■ Problem statement: Copy out, word for word, the stretch of the items below from the line that contains "In the photo above, where can the paved" through the line that contains "column 1194, row 385". Include both of those lines and nothing beyond them.

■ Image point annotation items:
--

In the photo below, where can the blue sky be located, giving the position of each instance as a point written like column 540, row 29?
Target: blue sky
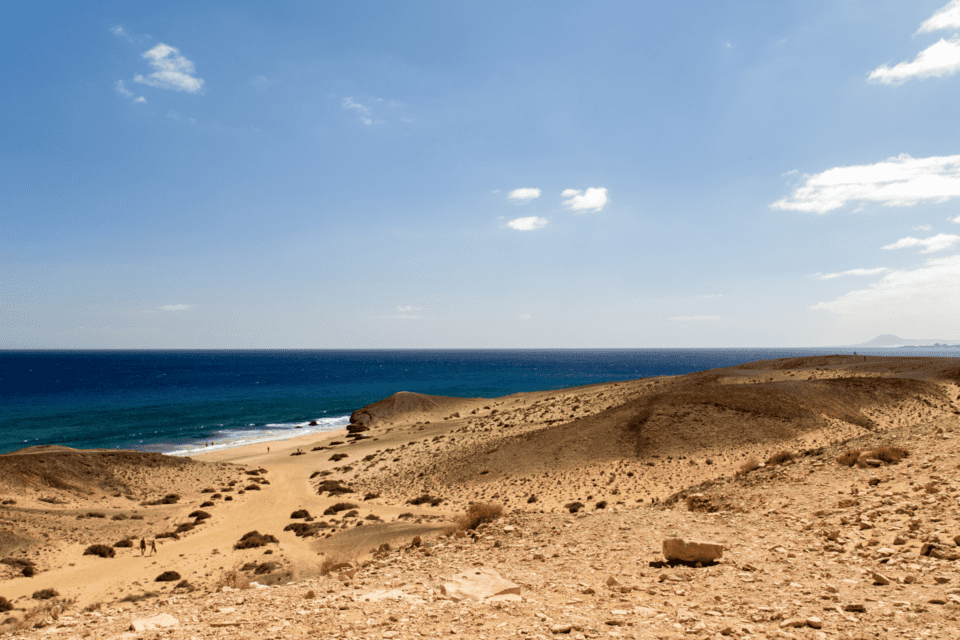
column 478, row 174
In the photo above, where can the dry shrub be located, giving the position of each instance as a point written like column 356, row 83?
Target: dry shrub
column 477, row 514
column 707, row 503
column 167, row 576
column 750, row 464
column 779, row 458
column 255, row 539
column 573, row 507
column 234, row 580
column 849, row 458
column 334, row 509
column 100, row 550
column 887, row 455
column 334, row 563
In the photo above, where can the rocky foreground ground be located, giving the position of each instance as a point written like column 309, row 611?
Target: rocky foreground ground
column 813, row 548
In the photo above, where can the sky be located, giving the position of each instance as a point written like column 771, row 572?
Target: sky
column 478, row 174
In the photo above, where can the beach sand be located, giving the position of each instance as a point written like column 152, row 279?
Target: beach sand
column 637, row 455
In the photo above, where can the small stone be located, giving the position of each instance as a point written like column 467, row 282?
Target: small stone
column 159, row 621
column 879, row 578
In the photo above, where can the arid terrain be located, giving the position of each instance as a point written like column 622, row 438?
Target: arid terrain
column 831, row 482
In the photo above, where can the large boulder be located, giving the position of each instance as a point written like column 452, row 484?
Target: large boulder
column 677, row 549
column 478, row 584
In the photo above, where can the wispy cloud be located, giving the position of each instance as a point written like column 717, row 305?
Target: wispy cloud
column 120, row 32
column 363, row 111
column 936, row 61
column 694, row 318
column 854, row 272
column 531, row 223
column 932, row 291
column 524, row 195
column 172, row 70
column 938, row 242
column 896, row 182
column 947, row 17
column 593, row 199
column 122, row 90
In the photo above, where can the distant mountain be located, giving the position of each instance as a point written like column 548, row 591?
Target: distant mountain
column 889, row 340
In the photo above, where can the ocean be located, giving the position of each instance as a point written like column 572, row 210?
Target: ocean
column 178, row 402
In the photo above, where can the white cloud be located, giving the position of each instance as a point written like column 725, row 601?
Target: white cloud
column 948, row 17
column 364, row 111
column 938, row 242
column 939, row 59
column 524, row 195
column 854, row 272
column 694, row 318
column 173, row 71
column 896, row 182
column 121, row 88
column 928, row 292
column 593, row 199
column 121, row 33
column 531, row 223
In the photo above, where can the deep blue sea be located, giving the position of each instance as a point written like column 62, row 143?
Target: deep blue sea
column 177, row 401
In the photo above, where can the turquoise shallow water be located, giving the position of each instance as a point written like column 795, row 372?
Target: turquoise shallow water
column 176, row 400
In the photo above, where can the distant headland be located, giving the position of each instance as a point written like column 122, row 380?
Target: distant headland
column 890, row 340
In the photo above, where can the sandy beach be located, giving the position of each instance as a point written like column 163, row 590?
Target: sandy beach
column 693, row 456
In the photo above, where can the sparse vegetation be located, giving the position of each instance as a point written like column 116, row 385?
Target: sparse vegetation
column 750, row 464
column 167, row 576
column 100, row 550
column 255, row 539
column 334, row 509
column 425, row 499
column 573, row 507
column 234, row 580
column 779, row 458
column 479, row 513
column 333, row 487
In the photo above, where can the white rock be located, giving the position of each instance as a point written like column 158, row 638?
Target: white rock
column 159, row 621
column 693, row 551
column 478, row 584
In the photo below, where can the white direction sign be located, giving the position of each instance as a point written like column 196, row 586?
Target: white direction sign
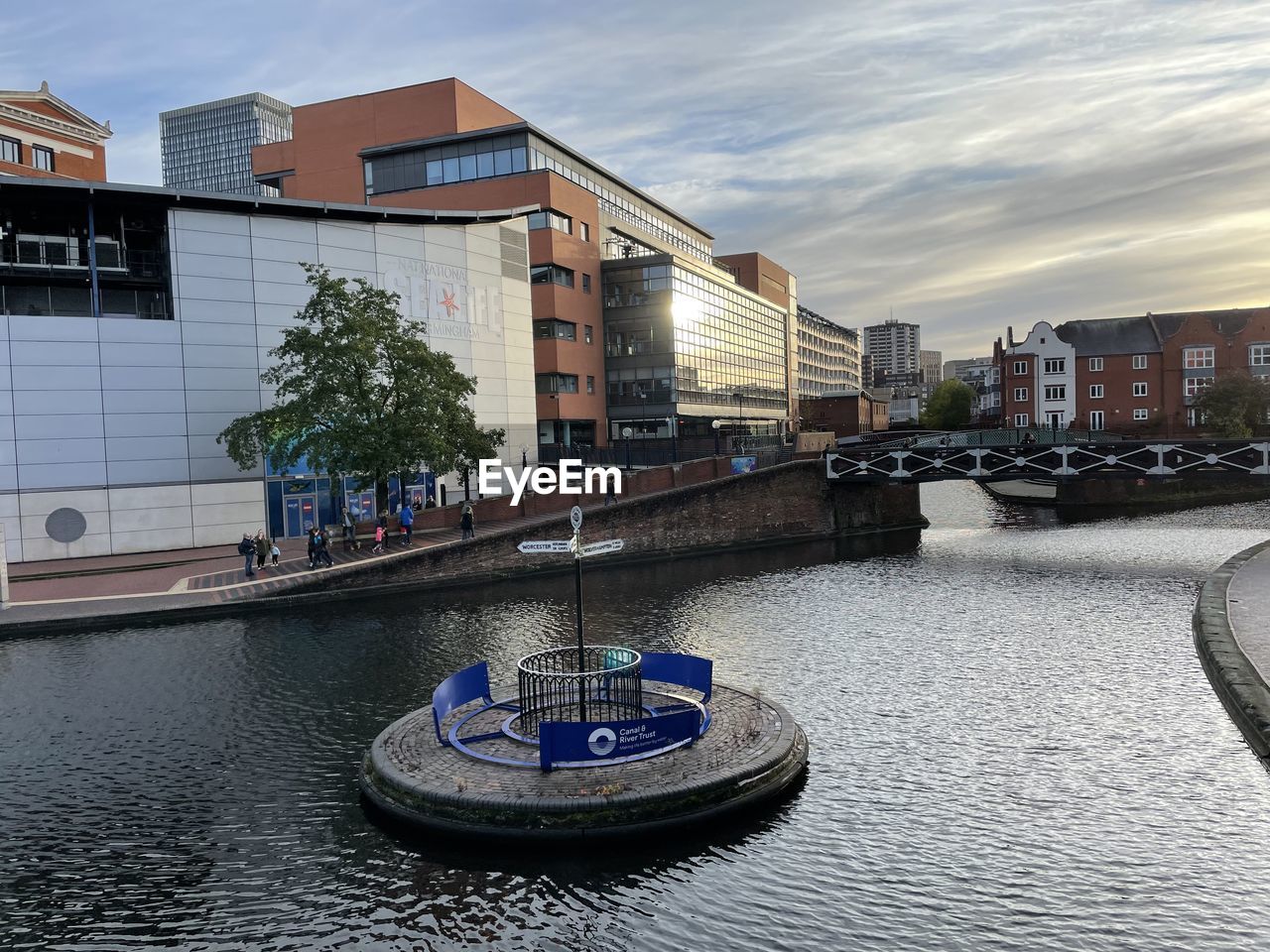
column 613, row 544
column 552, row 546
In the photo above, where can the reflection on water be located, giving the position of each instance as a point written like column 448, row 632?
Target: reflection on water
column 1012, row 748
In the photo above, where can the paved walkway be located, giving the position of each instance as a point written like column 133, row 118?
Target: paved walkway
column 137, row 584
column 1232, row 639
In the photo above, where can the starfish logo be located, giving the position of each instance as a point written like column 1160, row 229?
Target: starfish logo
column 447, row 301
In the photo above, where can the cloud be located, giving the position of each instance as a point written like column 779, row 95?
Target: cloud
column 970, row 166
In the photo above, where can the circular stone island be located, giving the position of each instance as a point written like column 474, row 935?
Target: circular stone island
column 620, row 743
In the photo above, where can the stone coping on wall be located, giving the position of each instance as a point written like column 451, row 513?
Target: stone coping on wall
column 1232, row 638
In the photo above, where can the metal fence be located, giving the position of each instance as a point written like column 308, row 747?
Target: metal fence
column 607, row 687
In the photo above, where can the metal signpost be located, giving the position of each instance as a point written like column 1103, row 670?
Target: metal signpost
column 579, row 552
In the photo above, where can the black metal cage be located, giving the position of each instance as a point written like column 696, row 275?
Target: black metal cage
column 607, row 685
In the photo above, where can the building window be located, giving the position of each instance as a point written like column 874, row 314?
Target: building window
column 561, row 330
column 1198, row 357
column 556, row 382
column 552, row 275
column 550, row 220
column 1194, row 385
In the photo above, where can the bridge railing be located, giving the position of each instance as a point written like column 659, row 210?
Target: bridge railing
column 1002, row 436
column 1066, row 461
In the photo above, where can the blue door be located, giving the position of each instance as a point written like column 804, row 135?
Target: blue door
column 300, row 515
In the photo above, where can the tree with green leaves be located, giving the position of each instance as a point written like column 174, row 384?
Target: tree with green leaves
column 949, row 407
column 1234, row 405
column 358, row 393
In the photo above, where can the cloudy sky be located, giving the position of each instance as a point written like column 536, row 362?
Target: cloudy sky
column 965, row 166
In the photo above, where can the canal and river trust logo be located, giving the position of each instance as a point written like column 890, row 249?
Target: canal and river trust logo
column 602, row 742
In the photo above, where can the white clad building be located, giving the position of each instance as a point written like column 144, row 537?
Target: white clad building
column 125, row 356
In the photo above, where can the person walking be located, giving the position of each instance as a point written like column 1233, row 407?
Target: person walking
column 246, row 548
column 407, row 525
column 349, row 530
column 321, row 548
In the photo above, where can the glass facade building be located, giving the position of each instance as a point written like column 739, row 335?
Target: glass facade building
column 685, row 345
column 828, row 356
column 207, row 148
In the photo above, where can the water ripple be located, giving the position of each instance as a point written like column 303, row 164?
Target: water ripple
column 1014, row 748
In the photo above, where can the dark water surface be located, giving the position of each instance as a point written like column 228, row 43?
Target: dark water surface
column 1012, row 748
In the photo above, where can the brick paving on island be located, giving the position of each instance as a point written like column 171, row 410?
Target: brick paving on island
column 752, row 749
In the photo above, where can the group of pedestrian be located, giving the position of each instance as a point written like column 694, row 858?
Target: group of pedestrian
column 318, row 547
column 255, row 551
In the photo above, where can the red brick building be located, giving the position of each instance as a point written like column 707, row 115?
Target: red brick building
column 1128, row 375
column 42, row 136
column 444, row 145
column 847, row 414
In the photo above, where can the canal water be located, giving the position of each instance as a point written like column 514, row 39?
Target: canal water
column 1012, row 748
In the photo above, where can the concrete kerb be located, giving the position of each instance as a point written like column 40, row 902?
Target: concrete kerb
column 312, row 590
column 1233, row 675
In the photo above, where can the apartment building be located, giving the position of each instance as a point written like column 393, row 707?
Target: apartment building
column 1132, row 375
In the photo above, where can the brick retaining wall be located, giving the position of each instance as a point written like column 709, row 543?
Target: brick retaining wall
column 698, row 509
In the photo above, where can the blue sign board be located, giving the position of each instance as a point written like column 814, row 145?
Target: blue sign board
column 568, row 743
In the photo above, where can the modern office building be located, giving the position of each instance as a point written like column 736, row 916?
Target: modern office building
column 1129, row 375
column 122, row 363
column 828, row 356
column 894, row 345
column 46, row 137
column 207, row 148
column 686, row 347
column 444, row 145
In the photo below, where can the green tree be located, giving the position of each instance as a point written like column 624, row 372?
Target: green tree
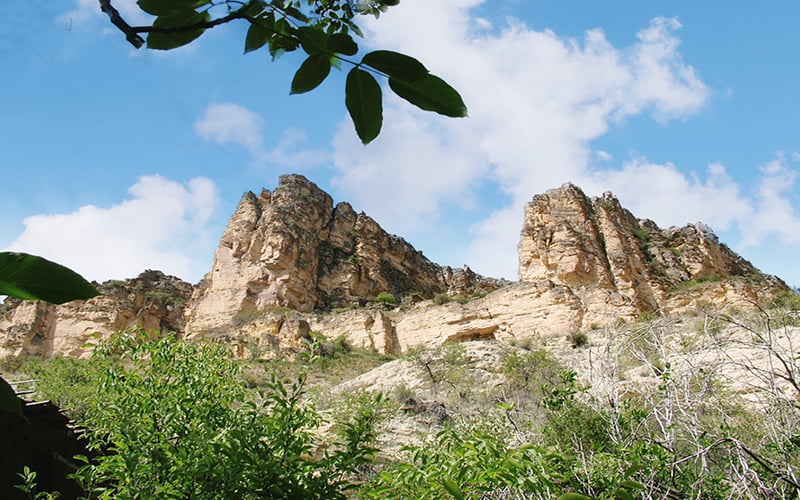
column 323, row 29
column 177, row 422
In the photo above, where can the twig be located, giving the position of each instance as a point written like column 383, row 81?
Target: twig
column 131, row 34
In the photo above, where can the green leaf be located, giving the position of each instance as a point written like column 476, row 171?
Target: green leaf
column 342, row 43
column 453, row 489
column 363, row 101
column 167, row 41
column 396, row 65
column 631, row 485
column 33, row 278
column 257, row 36
column 9, row 402
column 311, row 73
column 296, row 14
column 165, row 7
column 431, row 94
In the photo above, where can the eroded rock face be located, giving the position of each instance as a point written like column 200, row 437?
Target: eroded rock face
column 293, row 248
column 152, row 300
column 289, row 260
column 608, row 257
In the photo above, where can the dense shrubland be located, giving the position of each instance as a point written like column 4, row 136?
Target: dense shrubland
column 693, row 407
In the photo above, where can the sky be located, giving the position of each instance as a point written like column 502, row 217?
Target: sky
column 115, row 160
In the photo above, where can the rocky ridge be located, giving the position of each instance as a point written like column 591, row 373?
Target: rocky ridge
column 152, row 300
column 291, row 263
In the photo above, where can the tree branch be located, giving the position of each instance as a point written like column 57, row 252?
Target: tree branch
column 130, row 33
column 236, row 14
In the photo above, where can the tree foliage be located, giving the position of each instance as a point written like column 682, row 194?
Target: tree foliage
column 323, row 29
column 29, row 277
column 178, row 422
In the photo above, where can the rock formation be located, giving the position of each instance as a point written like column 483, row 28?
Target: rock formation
column 292, row 248
column 152, row 300
column 292, row 268
column 605, row 256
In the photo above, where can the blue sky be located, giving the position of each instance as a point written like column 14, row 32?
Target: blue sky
column 116, row 160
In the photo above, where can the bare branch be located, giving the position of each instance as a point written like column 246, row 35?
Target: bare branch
column 131, row 34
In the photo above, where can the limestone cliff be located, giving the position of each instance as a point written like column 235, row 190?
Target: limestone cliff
column 290, row 264
column 292, row 248
column 152, row 300
column 606, row 256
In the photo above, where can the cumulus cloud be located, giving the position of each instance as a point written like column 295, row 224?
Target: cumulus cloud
column 228, row 123
column 536, row 102
column 161, row 226
column 775, row 206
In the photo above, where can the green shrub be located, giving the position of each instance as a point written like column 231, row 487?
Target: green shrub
column 577, row 339
column 177, row 422
column 441, row 298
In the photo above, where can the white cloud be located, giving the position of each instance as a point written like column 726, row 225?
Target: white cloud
column 160, row 227
column 536, row 101
column 228, row 123
column 775, row 211
column 231, row 124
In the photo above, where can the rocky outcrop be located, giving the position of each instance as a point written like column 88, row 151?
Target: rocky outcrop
column 292, row 248
column 294, row 269
column 606, row 256
column 153, row 301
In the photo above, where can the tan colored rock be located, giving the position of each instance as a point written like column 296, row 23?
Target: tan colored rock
column 607, row 257
column 292, row 248
column 153, row 301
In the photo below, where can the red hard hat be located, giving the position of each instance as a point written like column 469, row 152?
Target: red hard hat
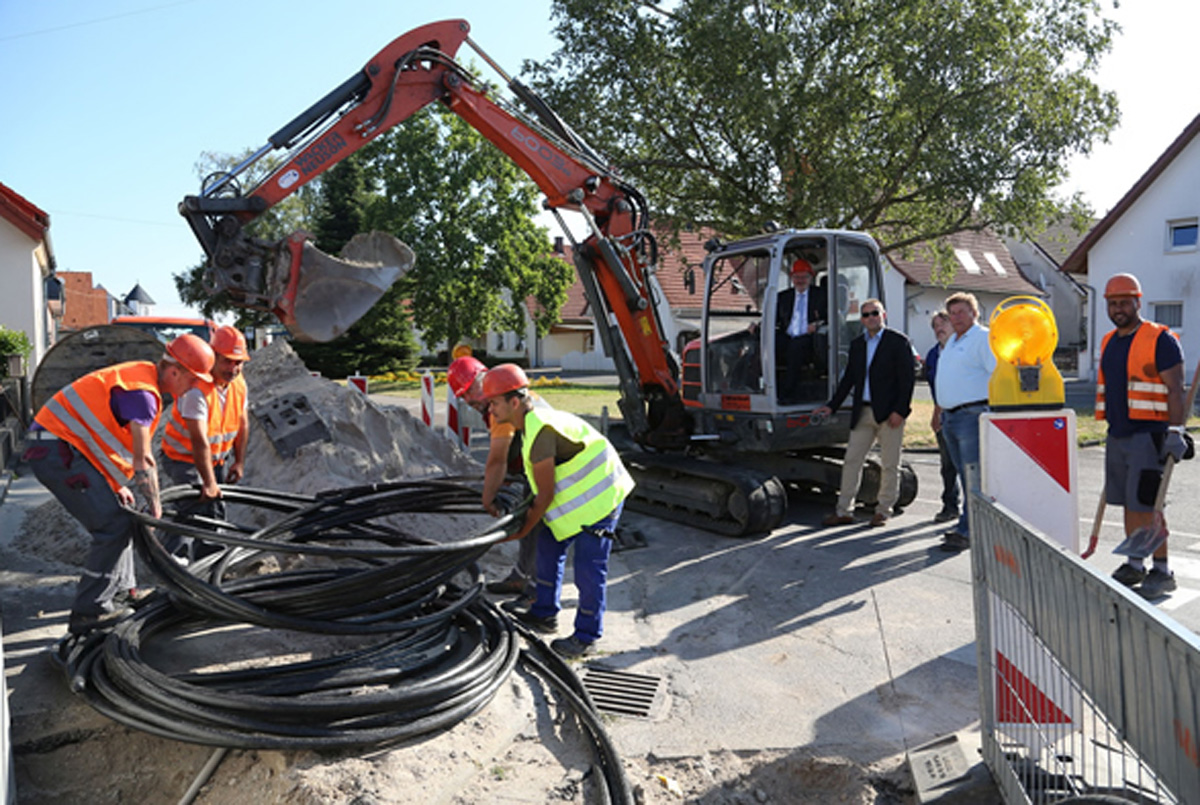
column 504, row 378
column 1122, row 284
column 802, row 266
column 193, row 354
column 462, row 373
column 229, row 342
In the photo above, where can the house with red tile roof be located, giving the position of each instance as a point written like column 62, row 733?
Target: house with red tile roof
column 31, row 300
column 982, row 265
column 1151, row 233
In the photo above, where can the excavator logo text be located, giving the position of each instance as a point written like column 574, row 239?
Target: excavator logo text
column 540, row 149
column 321, row 152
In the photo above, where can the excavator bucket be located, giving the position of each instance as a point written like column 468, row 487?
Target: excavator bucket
column 322, row 296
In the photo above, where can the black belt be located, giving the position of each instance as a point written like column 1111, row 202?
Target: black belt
column 973, row 403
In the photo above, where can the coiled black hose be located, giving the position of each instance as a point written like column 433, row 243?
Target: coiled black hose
column 403, row 642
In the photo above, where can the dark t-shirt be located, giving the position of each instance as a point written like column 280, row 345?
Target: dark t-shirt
column 549, row 443
column 1115, row 362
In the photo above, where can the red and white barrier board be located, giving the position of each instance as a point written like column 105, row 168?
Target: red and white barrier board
column 1029, row 463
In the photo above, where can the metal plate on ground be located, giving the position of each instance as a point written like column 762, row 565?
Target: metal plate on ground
column 621, row 692
column 291, row 422
column 936, row 764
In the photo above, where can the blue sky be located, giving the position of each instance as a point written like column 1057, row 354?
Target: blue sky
column 108, row 106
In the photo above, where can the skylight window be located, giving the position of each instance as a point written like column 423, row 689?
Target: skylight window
column 967, row 262
column 994, row 262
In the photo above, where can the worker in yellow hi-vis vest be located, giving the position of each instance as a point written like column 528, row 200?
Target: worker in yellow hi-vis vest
column 579, row 486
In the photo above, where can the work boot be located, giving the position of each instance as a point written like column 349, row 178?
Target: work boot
column 955, row 541
column 946, row 515
column 1157, row 583
column 547, row 625
column 1129, row 575
column 571, row 648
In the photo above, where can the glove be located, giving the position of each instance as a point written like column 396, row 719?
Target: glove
column 1179, row 445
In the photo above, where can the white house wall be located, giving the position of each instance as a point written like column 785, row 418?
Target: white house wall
column 1138, row 244
column 22, row 304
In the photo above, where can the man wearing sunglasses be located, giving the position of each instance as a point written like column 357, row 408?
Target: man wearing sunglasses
column 880, row 374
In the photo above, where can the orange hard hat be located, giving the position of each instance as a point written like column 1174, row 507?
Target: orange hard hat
column 229, row 342
column 1122, row 284
column 802, row 266
column 462, row 373
column 193, row 354
column 504, row 378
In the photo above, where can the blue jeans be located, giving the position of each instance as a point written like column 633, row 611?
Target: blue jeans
column 961, row 433
column 591, row 575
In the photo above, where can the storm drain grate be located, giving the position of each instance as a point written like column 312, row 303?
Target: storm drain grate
column 621, row 692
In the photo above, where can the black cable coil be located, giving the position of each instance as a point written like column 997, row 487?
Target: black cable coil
column 402, row 642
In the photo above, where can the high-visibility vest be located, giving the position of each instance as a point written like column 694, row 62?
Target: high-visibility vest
column 589, row 485
column 1146, row 395
column 223, row 424
column 82, row 414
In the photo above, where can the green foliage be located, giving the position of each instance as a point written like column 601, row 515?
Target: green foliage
column 911, row 120
column 467, row 211
column 12, row 342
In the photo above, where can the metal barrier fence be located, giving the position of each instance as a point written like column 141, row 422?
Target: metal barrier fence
column 1086, row 690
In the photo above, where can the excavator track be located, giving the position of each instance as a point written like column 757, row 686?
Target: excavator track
column 723, row 498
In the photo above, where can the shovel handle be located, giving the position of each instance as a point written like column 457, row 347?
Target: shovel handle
column 1096, row 528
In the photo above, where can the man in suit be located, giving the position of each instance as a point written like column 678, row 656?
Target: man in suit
column 799, row 312
column 881, row 376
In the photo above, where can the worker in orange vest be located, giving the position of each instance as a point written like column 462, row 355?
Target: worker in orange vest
column 204, row 440
column 90, row 446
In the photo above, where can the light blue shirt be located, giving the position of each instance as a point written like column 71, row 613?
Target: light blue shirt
column 873, row 343
column 799, row 323
column 964, row 368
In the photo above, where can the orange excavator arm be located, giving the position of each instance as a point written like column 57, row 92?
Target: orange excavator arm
column 295, row 282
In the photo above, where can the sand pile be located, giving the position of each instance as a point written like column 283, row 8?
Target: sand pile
column 369, row 443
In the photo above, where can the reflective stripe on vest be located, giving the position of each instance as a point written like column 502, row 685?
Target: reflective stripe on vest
column 82, row 415
column 223, row 424
column 588, row 486
column 1146, row 395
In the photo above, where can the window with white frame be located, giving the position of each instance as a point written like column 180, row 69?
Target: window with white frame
column 1182, row 235
column 1169, row 313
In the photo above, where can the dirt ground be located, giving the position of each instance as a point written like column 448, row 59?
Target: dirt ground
column 523, row 746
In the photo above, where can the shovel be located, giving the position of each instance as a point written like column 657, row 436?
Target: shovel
column 1147, row 539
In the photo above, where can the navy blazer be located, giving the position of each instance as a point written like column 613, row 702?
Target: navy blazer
column 892, row 377
column 819, row 307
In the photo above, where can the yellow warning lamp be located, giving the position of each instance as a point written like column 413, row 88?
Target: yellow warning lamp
column 1024, row 336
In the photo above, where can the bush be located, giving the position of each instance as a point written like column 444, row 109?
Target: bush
column 12, row 342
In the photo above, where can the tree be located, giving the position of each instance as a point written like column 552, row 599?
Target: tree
column 467, row 211
column 911, row 120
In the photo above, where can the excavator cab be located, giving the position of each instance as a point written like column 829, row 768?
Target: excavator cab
column 780, row 311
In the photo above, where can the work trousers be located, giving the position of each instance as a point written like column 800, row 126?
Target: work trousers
column 961, row 432
column 864, row 434
column 184, row 473
column 592, row 550
column 85, row 493
column 949, row 475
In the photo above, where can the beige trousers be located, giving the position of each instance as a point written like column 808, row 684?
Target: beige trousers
column 864, row 434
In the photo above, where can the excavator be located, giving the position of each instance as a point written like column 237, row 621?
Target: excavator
column 712, row 438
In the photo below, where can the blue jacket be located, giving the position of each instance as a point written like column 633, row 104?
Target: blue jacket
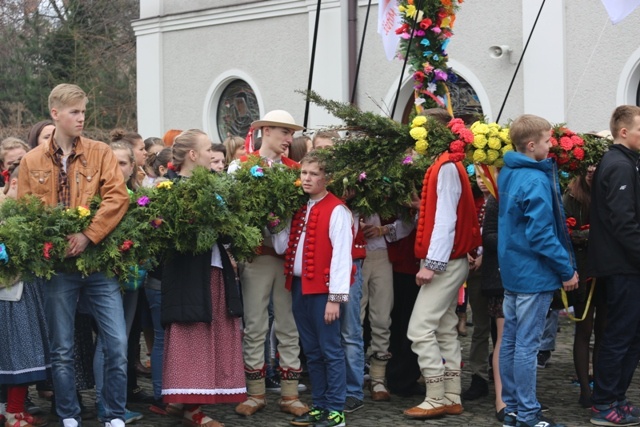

--

■ Answer to this exercise:
In the photo above, where can the paved walkway be located, giving the position of each instance as a point written like column 133, row 118?
Target: paved walkway
column 137, row 584
column 1232, row 639
In the photo above, where can the starfish logo be located, giving the position of each instance as a point written like column 1160, row 229?
Target: starfish logo
column 447, row 301
In the photo above, where can the cloud be located, giving the position of each instance as a point written like column 779, row 95?
Target: cloud
column 970, row 166
In the photo above, where can the circular stone island be located, giving the position of each instance as a point written like column 474, row 935?
Target: circular stone island
column 620, row 743
In the photo above, where can the stone coping on wall be located, giving the position of each instance as a point written like column 451, row 513?
Target: stone coping on wall
column 1232, row 638
In the photo above, where can the metal fence be located, giving the position of each instance as a point written like column 308, row 747?
Target: metal fence
column 607, row 687
In the photo above, where can the metal signpost be located, giving the position of each instance as a point written like column 1103, row 670?
Target: metal signpost
column 579, row 552
In the photo above, where can the black metal cage be located, giving the position of each instance as a point written like column 696, row 275?
Target: black metal cage
column 607, row 685
In the photo above, where can the building window be located, giving the position of each instance as a point written like column 874, row 314?
Target: building window
column 561, row 330
column 1198, row 357
column 556, row 382
column 552, row 275
column 550, row 220
column 1194, row 385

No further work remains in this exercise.